Please retype all of the material below character for character, leaving the pictures out of your answer.

-- Begin GIVEN INFORMATION --

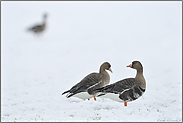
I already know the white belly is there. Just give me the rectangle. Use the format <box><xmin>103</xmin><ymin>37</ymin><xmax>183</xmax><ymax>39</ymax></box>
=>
<box><xmin>73</xmin><ymin>92</ymin><xmax>93</xmax><ymax>100</ymax></box>
<box><xmin>100</xmin><ymin>93</ymin><xmax>124</xmax><ymax>102</ymax></box>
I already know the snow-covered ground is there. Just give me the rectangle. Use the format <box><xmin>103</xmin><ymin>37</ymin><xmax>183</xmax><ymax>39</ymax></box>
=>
<box><xmin>1</xmin><ymin>1</ymin><xmax>182</xmax><ymax>122</ymax></box>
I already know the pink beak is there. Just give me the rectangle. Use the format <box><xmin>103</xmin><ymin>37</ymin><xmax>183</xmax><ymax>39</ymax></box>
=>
<box><xmin>126</xmin><ymin>64</ymin><xmax>132</xmax><ymax>67</ymax></box>
<box><xmin>109</xmin><ymin>68</ymin><xmax>113</xmax><ymax>73</ymax></box>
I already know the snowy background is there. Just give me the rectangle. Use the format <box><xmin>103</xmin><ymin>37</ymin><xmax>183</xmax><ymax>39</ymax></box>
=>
<box><xmin>1</xmin><ymin>1</ymin><xmax>182</xmax><ymax>122</ymax></box>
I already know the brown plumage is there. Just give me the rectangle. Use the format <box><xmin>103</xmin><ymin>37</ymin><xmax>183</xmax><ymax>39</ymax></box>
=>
<box><xmin>62</xmin><ymin>62</ymin><xmax>112</xmax><ymax>100</ymax></box>
<box><xmin>96</xmin><ymin>61</ymin><xmax>146</xmax><ymax>106</ymax></box>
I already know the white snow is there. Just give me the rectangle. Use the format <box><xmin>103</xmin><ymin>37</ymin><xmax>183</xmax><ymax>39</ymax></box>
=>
<box><xmin>1</xmin><ymin>1</ymin><xmax>182</xmax><ymax>122</ymax></box>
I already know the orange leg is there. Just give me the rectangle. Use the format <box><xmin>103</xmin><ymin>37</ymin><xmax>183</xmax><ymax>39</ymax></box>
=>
<box><xmin>93</xmin><ymin>96</ymin><xmax>96</xmax><ymax>101</ymax></box>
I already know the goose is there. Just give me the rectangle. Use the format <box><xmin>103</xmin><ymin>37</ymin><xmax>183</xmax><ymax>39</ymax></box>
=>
<box><xmin>94</xmin><ymin>61</ymin><xmax>146</xmax><ymax>106</ymax></box>
<box><xmin>28</xmin><ymin>14</ymin><xmax>47</xmax><ymax>34</ymax></box>
<box><xmin>62</xmin><ymin>62</ymin><xmax>112</xmax><ymax>101</ymax></box>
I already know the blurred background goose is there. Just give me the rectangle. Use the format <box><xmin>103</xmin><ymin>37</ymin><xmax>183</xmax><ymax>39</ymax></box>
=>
<box><xmin>96</xmin><ymin>61</ymin><xmax>146</xmax><ymax>106</ymax></box>
<box><xmin>62</xmin><ymin>62</ymin><xmax>112</xmax><ymax>100</ymax></box>
<box><xmin>28</xmin><ymin>13</ymin><xmax>48</xmax><ymax>34</ymax></box>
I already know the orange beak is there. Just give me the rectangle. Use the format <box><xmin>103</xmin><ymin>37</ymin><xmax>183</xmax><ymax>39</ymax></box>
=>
<box><xmin>126</xmin><ymin>64</ymin><xmax>132</xmax><ymax>67</ymax></box>
<box><xmin>109</xmin><ymin>68</ymin><xmax>113</xmax><ymax>73</ymax></box>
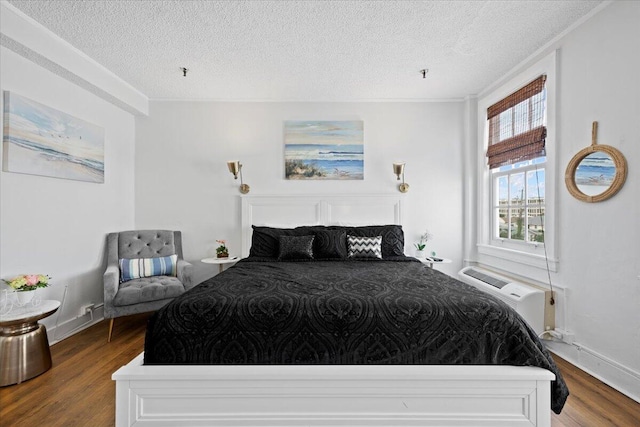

-- End GIVEN INFORMATION --

§ WRITTEN SOLUTION:
I already know the white belly is there. Just give me the rectangle. Use the format <box><xmin>103</xmin><ymin>37</ymin><xmax>183</xmax><ymax>39</ymax></box>
=>
<box><xmin>73</xmin><ymin>92</ymin><xmax>93</xmax><ymax>100</ymax></box>
<box><xmin>100</xmin><ymin>93</ymin><xmax>124</xmax><ymax>102</ymax></box>
I already know the snow-covered ground is there. Just give me the rectangle. Use the format <box><xmin>103</xmin><ymin>37</ymin><xmax>183</xmax><ymax>39</ymax></box>
=>
<box><xmin>1</xmin><ymin>1</ymin><xmax>182</xmax><ymax>122</ymax></box>
I already know the pink beak is there. Just give me the rectangle. Use the format <box><xmin>103</xmin><ymin>37</ymin><xmax>183</xmax><ymax>39</ymax></box>
=>
<box><xmin>126</xmin><ymin>64</ymin><xmax>132</xmax><ymax>67</ymax></box>
<box><xmin>109</xmin><ymin>68</ymin><xmax>113</xmax><ymax>73</ymax></box>
I already know the snowy background is there. Just give me the rectangle. Use the format <box><xmin>103</xmin><ymin>37</ymin><xmax>183</xmax><ymax>39</ymax></box>
=>
<box><xmin>1</xmin><ymin>1</ymin><xmax>182</xmax><ymax>122</ymax></box>
I already know the brown plumage is there. Just give me the rectangle. Use the format <box><xmin>103</xmin><ymin>37</ymin><xmax>183</xmax><ymax>39</ymax></box>
=>
<box><xmin>62</xmin><ymin>62</ymin><xmax>112</xmax><ymax>100</ymax></box>
<box><xmin>96</xmin><ymin>61</ymin><xmax>146</xmax><ymax>106</ymax></box>
I already know the white snow is there. Just give me the rectangle. Use the format <box><xmin>103</xmin><ymin>37</ymin><xmax>183</xmax><ymax>39</ymax></box>
=>
<box><xmin>1</xmin><ymin>1</ymin><xmax>182</xmax><ymax>122</ymax></box>
I already know the orange leg is there. Just give me the rectangle. Use the format <box><xmin>103</xmin><ymin>37</ymin><xmax>183</xmax><ymax>39</ymax></box>
=>
<box><xmin>93</xmin><ymin>96</ymin><xmax>96</xmax><ymax>101</ymax></box>
I already know the goose is there. Just give me the rectangle. Use the format <box><xmin>103</xmin><ymin>37</ymin><xmax>183</xmax><ymax>39</ymax></box>
=>
<box><xmin>94</xmin><ymin>61</ymin><xmax>146</xmax><ymax>106</ymax></box>
<box><xmin>28</xmin><ymin>14</ymin><xmax>47</xmax><ymax>34</ymax></box>
<box><xmin>62</xmin><ymin>62</ymin><xmax>112</xmax><ymax>101</ymax></box>
I already know the blurred background goose is there. Just give me the rectangle. Use the format <box><xmin>103</xmin><ymin>37</ymin><xmax>183</xmax><ymax>39</ymax></box>
=>
<box><xmin>96</xmin><ymin>61</ymin><xmax>146</xmax><ymax>106</ymax></box>
<box><xmin>62</xmin><ymin>62</ymin><xmax>112</xmax><ymax>100</ymax></box>
<box><xmin>28</xmin><ymin>13</ymin><xmax>48</xmax><ymax>34</ymax></box>
I already know the orange beak is there. Just give me the rectangle. Use the format <box><xmin>103</xmin><ymin>37</ymin><xmax>183</xmax><ymax>39</ymax></box>
=>
<box><xmin>126</xmin><ymin>64</ymin><xmax>132</xmax><ymax>67</ymax></box>
<box><xmin>109</xmin><ymin>68</ymin><xmax>113</xmax><ymax>73</ymax></box>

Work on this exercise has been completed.